▶ SELECTED EXCERPT
--- START ---
Purpose: To describe clinical presentations and comparative outcomes of primary versus deferred intraocular lens (IOL) explantation in delayed-onset endophthalmitis.
Methods: In this retrospective study, a total of 77 eyes of 77 patients that were diagnosed clinically as delayed-onset endophthalmitis and underwent IOL explantation from January 1990 to January 2018 were included undiluted vitreous biopsy and IOL were subjected to microbiologic evaluation. Duration of symptoms, presenting visual acuity, organisms isolated, time to IOL explantation, time to endophthalmitis, resolution after explantation, number of repeat intravitreal injections, and final visual acuity were compared in the primary and the deferred IOL explantation groups.
--- END ---
▶ GOAL OF THE EXERCISE
According to the abstract, how many eyes were included in the retrospective study? The rows that come after the abstract are separate material unrelated to it.

▶ PROVIDED RECORDS
--- START ---
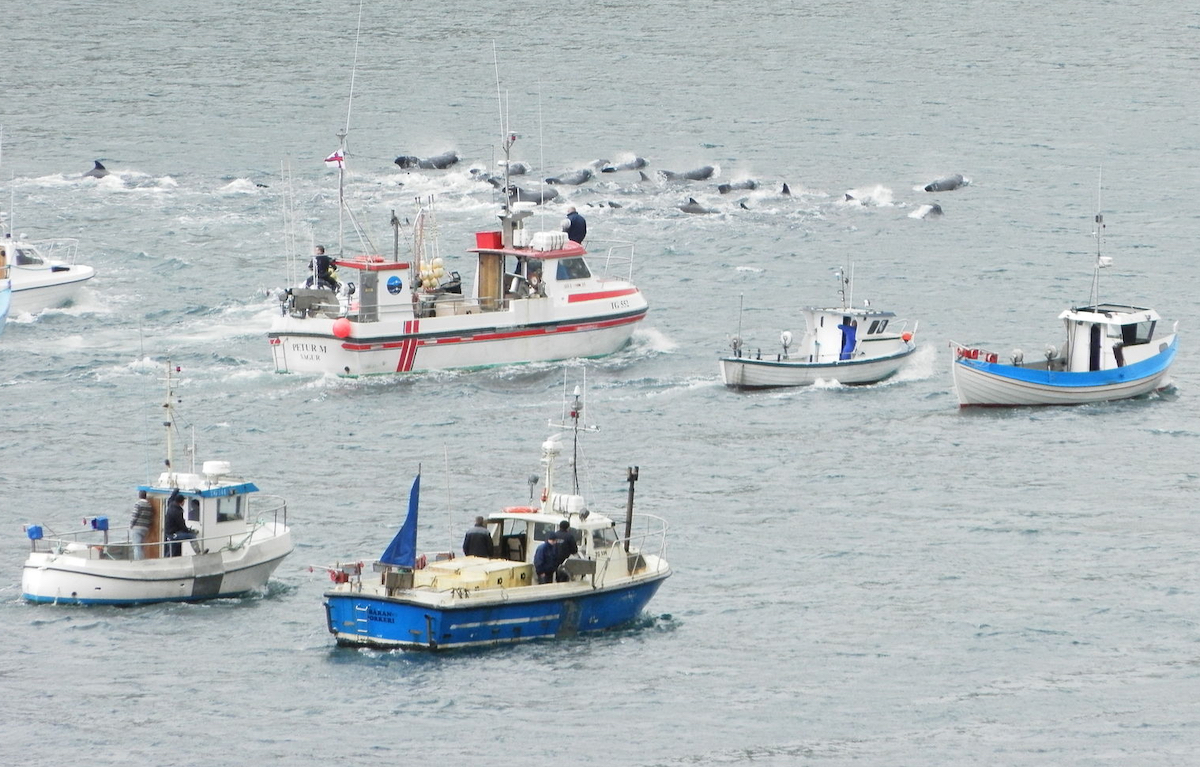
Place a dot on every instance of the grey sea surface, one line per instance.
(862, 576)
--- END ---
--- START ---
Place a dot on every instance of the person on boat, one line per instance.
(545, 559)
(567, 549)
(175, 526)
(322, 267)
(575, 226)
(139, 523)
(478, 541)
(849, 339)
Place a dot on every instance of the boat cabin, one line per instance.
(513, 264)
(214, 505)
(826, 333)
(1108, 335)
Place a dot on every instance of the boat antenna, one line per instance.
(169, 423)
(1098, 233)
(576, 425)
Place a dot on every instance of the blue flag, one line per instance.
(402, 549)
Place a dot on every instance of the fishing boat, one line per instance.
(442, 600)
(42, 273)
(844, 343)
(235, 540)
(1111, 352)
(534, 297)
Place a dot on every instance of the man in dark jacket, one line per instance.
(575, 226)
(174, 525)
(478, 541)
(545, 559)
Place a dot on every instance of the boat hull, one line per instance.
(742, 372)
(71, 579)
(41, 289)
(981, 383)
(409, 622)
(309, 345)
--- END ---
--- START ---
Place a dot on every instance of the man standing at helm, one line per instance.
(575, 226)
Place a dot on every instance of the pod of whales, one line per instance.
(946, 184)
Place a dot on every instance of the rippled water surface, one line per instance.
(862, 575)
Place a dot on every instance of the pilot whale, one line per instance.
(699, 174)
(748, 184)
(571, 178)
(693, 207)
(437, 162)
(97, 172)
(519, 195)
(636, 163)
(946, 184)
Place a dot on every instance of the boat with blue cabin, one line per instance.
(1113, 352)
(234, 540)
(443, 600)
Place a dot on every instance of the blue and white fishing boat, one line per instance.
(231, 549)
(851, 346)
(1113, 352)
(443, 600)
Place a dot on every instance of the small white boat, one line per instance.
--- END ---
▶ EXERCISE RESPONSE
77 eyes of 77 patients.